— Start Given text —
According to CNN and the United States Environmental Protection Agency, the Obama administration gave a “waiver of Clean Air Act preemption” to California in 2009 so it could set stricter fuel efficiency standards than the national government. These standards were soon taken up by 13 other states and incentivized car manufacturers across America to lower the carbon monoxide output of their products. In response, the Trump administration fought against and eventually denied California’s attempts to go green. Now, California is in talks with automotive manufacturers such as Volkswagen, Honda, Ford, and BMW so it can get back on track.

“Cars that are not electric aren’t necessarily very support[ive] of our environment,” said Koben Bunnel, a Woodside junior with a learner’s permit. “They are useful, but I think the fact that we’re getting so many electric cars is a lot better for our environment.”

Raphael Kauffmann, a Woodside Audio Productions teacher, took a slightly different angle.

“It’s not only about the environment,” said Kauffmann, who drives to Woodside daily from San Francisco and spends between $60 and $70 on gas every week. “When we talk about higher fuel efficiency standards, we’re also talking about lower cost for drivers in terms of what they have to put into their tanks regularly.”

Brandon Emanuel, a Woodside junior who doesn’t drive, theorized that the agencies fighting California might have investments in the fuel industry. Therefore, those agencies could be hurt by cars becoming more fuel-efficient. Kauffmann agreed.

“I think the pushback that the Trump administration’s putting on states like California and the… others that are in coalition with it reflects the fact that they’re in the pocket of the fossil fuel industry,” Kauffmann said. “When California’s trying to do positive things, the Trump administration’s saying, ‘No, don’t do that.’ Why?”

Emanuel then weighed in on the probability of California succeeding in its goals to become more environmentally-friendly.

“Well, obviously I know [cars are] bad, and there are a lot of ways we could reduce our carbon footprint by using public transportation or bike riding, but as a person who has to go to a lot of different places, I guess it’s kind of hard to reduce that carbon footprint,” Emanuel said. “I feel like it would be hard to go full [energy-efficient], but I think we have to start somewhere.”
— End Given text —
— Start Entries provided —
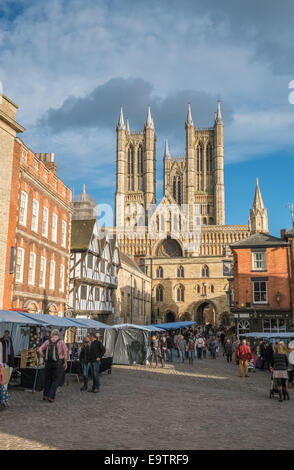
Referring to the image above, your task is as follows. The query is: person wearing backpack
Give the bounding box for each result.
[38,330,68,403]
[88,333,105,393]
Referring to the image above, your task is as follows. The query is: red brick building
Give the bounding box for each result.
[231,233,292,334]
[0,97,71,315]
— End Entries provided —
To do
**a)** Can you write out the stretch of the fuel efficiency passage from "Raphael Kauffmann, a" through "fuel-efficient. Kauffmann agreed."?
**b)** Would you give the stretch of the records from the line containing "red brick building" through the end of the records, swapping "result" for "match" and keeping everything else unchanged?
The fuel efficiency passage and the records have nothing to do with each other.

Replies
**a)**
Raphael Kauffmann, a Woodside Audio Productions teacher, took a slightly different angle.

“It’s not only about the environment,” said Kauffmann, who drives to Woodside daily from San Francisco and spends between $60 and $70 on gas every week. “When we talk about higher fuel efficiency standards, we’re also talking about lower cost for drivers in terms of what they have to put into their tanks regularly.”

Brandon Emanuel, a Woodside junior who doesn’t drive, theorized that the agencies fighting California might have investments in the fuel industry. Therefore, those agencies could be hurt by cars becoming more fuel-efficient. Kauffmann agreed.

**b)**
Referring to the image above, your task is as follows. The query is: red brick building
Give the bounding box for each match.
[231,233,292,334]
[0,97,71,315]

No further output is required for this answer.